> _Texto del ejercicio_
====================

Félix de Azúa: Autobiografía sin vida
por Mercedes Martín
Mondadori, Barcelona, 2010, 168 pp.
“Ante todo, sepan que me llamo Lázaro de Tormes y soy hijo de Tomé González y de Antonia Pérez, naturales de Tejares, aldea de Salamanca”, así empieza la Vida de Lázaro de Tormes y de sus fortunas y adversidades. Se decía el nombre, el nombre de los padres y el lugar de nacimiento, de qué familia venía uno, a qué se dedicaban los padres, a qué el hijo, si tenía tierras, si no tenía, en qué colegio había sido educado, con quién había casado y cuántos hijos había tenido, varones y hembras. Se podían añadir algunas cosas más, como por ejemplo, si uno había nacido en un río, o si había sido abandonado en él, o si había ganado algunas guerras, si había emprendido un viaje, o si se había quedado tejiendo y destejiendo. Imagínense ustedes el resto. ¡Cuántas historias caben en una biografía, una autobiografía, una novela o una odisea! A través de estas narraciones nos contemplamos. Uno puede ver si es importante o no comparándose con Ulises y con Lázaro de Tormes. Tantas cosas se pueden averiguar sobre uno mismo mirándose en las historias y las imágenes del arte.

====================

> _Datos proporcionados_
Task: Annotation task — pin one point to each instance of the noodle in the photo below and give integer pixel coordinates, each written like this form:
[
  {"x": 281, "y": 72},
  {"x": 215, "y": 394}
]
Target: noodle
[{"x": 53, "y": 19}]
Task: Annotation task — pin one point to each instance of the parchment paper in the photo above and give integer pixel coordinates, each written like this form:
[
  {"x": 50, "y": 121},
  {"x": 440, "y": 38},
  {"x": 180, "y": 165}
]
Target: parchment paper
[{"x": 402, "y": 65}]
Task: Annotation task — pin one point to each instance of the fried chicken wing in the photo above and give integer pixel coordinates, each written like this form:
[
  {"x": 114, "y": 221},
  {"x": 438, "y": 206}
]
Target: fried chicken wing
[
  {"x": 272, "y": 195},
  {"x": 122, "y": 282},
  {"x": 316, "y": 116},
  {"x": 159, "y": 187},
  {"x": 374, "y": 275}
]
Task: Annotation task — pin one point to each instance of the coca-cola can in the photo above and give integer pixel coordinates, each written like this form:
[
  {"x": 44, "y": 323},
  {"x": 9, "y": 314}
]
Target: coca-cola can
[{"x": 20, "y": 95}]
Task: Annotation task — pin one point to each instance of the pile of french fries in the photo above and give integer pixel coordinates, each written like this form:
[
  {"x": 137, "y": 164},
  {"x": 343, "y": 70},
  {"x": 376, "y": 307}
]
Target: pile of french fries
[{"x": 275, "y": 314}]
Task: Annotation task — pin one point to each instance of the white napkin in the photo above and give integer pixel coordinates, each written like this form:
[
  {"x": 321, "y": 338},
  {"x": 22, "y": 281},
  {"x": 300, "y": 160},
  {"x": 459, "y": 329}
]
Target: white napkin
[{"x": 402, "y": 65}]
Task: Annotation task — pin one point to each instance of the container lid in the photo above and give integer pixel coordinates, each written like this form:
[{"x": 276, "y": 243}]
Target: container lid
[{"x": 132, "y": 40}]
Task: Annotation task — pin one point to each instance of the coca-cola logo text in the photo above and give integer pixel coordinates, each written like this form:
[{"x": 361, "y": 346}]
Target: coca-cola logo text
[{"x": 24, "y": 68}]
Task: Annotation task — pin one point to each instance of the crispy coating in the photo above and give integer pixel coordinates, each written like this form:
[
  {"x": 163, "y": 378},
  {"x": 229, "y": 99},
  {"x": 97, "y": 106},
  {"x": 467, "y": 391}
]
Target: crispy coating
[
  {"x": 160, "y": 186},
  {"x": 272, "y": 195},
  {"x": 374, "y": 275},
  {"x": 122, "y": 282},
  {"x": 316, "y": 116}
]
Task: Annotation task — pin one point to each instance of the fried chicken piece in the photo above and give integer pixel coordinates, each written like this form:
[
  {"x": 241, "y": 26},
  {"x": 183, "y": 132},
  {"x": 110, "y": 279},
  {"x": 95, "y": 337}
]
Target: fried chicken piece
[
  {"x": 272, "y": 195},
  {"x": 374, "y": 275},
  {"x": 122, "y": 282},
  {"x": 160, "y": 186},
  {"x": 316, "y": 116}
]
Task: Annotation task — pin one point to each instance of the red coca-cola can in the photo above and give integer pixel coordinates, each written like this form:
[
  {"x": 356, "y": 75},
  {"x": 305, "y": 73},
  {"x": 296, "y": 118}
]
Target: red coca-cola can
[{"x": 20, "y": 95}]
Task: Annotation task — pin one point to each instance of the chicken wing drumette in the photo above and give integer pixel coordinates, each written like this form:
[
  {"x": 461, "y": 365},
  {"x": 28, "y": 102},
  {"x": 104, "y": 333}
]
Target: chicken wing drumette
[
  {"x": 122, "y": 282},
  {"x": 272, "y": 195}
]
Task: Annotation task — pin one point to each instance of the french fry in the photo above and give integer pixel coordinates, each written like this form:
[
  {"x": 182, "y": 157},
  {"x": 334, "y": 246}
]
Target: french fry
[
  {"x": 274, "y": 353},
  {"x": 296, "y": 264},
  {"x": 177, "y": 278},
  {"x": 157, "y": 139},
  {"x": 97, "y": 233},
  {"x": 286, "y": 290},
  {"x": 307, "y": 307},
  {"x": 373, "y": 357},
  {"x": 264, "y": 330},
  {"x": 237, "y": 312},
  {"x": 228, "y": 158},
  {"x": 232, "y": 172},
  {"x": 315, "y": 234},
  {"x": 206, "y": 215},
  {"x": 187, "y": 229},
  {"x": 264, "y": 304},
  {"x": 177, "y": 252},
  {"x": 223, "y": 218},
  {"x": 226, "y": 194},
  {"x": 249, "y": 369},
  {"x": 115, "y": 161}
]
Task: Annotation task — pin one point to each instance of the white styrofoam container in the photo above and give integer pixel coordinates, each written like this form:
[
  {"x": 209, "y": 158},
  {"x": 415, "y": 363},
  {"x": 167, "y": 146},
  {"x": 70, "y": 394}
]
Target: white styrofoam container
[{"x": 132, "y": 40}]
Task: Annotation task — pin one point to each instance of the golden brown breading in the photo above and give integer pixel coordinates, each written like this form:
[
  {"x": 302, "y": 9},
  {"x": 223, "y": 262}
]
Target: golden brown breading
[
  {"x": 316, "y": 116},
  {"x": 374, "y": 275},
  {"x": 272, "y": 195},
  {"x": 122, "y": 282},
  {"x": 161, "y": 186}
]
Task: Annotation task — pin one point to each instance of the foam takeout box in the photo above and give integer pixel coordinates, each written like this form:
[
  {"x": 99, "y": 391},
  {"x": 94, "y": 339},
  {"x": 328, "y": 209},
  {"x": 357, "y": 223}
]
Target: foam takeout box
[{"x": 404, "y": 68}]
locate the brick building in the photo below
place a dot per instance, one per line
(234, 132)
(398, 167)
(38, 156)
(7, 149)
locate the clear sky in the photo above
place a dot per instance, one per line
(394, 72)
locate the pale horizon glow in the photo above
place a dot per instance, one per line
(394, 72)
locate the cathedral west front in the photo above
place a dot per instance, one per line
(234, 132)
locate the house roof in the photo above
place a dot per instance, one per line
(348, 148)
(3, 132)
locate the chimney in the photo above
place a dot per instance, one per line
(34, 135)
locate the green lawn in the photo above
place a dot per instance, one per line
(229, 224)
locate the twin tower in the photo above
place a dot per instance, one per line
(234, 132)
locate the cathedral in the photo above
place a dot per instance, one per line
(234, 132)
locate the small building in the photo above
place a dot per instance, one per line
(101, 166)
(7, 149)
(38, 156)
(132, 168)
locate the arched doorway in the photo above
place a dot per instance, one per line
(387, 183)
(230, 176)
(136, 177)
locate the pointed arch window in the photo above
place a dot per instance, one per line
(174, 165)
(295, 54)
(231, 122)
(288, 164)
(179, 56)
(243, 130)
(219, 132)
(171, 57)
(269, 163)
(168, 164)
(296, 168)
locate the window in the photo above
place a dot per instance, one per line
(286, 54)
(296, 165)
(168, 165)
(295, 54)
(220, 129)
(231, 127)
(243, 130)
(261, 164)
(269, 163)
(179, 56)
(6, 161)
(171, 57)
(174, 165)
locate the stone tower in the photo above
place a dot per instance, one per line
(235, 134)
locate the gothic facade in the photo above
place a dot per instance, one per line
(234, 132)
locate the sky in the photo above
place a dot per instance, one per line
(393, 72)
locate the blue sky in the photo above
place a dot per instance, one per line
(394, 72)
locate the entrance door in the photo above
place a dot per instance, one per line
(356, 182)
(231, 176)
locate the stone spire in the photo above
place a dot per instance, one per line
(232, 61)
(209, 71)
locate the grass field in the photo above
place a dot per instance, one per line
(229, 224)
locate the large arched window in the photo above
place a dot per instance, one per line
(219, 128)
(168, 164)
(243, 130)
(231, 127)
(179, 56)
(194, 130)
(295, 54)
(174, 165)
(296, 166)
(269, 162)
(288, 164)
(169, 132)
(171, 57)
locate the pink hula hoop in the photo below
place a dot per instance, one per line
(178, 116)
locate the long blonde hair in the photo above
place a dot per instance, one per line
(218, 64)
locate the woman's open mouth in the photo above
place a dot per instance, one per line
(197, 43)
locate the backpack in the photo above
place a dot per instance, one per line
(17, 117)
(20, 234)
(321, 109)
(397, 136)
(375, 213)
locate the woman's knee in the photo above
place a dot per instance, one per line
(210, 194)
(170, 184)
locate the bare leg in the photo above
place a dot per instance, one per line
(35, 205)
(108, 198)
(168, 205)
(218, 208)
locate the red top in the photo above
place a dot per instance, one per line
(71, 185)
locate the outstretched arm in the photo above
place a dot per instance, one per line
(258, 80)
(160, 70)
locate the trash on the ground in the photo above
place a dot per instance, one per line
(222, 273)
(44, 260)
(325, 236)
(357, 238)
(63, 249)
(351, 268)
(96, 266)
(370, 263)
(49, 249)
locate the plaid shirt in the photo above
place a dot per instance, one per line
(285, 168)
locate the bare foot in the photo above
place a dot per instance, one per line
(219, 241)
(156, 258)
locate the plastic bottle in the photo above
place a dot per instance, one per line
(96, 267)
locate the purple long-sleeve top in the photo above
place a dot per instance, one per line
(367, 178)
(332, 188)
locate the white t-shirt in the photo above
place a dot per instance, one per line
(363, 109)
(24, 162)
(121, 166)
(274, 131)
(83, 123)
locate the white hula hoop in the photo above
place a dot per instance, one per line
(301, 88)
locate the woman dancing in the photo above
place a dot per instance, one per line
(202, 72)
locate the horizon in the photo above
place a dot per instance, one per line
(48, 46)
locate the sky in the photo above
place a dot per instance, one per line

====================

> _Comprueba tu comprensión_
(A) Según la cita con que comienza la reseña de Autobiografía sin vida, ¿de qué lugar eran naturales los padres de Lázaro de Tormes?
(B) Prolonga con un párrafo la reseña de Autobiografía sin vida a partir de su última oración.
Los registros no guardan ninguna relación con la reseña de Autobiografía sin vida.

> _Respuestas_
(A) De Tejares, aldea de Salamanca.

(B)
“Cuéntame, Musa, la historia del hombre de muchos senderos, que anduvo errante muy mucho después de Troya sagrada asolar”, comienza la historia de la novela occidental. En la era del postsujeto, ¿qué vida se puede contar y en qué novela se puede una mirar? Félix de Azúa, que, por otro lado, es profesor de Estética, ha contado no la historia de un individuo, que ya sabemos que es un invento, sino la historia del invento: la historia del yo a través del arte. Ahí entramos todos los que pertenecemos a la cultura occidental. A través de las imágenes podemos entender cómo vivíamos y en qué creíamos en cada época, qué colores, qué sombras y qué luces acompañaban nuestras visiones. Está en desuso decir dónde nació o a qué colegio fue el protagonista (es decir, nosotros y nosotras), basta con abrir un libro y entonces una deja de fingir, aparece nuestra verdadera identidad: la que hemos creado. Hoy podríamos saber quiénes somos con sólo mirar la publicidad o las latas de sopa de Warhol. ¿Quién no se identifica con Coca Cola? Vaya usted a algún lugar perdido del mundo y al cabo de algunos años vea un anuncio de Coca Cola: se le saltarán las lágrimas. A esto lo han llamado “la imaginación colonizada”, pero ¿es que se puede tener imaginación sin estar colonizado de una u otra manera?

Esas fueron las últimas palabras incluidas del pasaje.